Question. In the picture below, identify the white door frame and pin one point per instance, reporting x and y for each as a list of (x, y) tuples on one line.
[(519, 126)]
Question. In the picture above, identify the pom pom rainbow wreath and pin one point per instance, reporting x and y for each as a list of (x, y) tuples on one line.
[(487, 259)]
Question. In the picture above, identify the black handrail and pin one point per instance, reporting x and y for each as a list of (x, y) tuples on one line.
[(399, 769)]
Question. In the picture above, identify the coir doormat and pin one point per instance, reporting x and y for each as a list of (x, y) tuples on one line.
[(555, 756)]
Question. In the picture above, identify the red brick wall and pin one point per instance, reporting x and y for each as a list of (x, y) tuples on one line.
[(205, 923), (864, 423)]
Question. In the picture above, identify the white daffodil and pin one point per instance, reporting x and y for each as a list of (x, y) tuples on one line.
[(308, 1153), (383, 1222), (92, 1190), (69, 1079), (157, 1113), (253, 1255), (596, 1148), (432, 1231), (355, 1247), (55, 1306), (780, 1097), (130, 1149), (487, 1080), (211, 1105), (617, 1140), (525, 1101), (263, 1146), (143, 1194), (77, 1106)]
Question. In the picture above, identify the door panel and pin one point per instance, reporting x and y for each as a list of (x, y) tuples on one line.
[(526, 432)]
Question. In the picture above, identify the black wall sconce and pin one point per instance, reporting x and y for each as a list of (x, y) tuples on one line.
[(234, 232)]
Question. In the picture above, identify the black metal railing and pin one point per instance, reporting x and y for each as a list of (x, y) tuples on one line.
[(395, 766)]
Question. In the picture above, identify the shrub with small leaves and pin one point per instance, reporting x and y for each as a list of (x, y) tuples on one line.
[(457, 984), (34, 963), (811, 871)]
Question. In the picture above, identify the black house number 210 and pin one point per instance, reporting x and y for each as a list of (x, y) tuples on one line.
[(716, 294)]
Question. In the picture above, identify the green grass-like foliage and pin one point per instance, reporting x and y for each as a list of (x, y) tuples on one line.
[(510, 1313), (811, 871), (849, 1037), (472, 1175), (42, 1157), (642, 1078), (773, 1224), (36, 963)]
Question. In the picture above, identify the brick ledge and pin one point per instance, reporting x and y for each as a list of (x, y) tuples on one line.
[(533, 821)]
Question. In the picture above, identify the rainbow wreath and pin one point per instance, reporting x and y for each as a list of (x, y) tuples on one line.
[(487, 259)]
◇ ◇ ◇ ◇ ◇
- _Task details_
Starting at the line that contains "Question. In the picture above, identify the black metal" and ending with the line that contains "[(716, 294)]", reproduce those lines of the items with "black" swapped for "dark" and nothing else altered. Return only those lines.

- _Result for this exercise_
Question. In the picture above, identify the dark metal railing and pin one point per instance, reporting x and y for each as a list of (x, y) tuples on one line.
[(395, 766)]
Question. In the picture above, identify the shrub with small leaves and pin one point per instance, reporting x and y for each as a list of (x, y) tuples on one line.
[(457, 984), (34, 963), (811, 871)]
Question. In the picture above, identify the dark house number 210 and pin one point per instance, reporting x and y for each as a list of (x, y) tuples on one line.
[(716, 294)]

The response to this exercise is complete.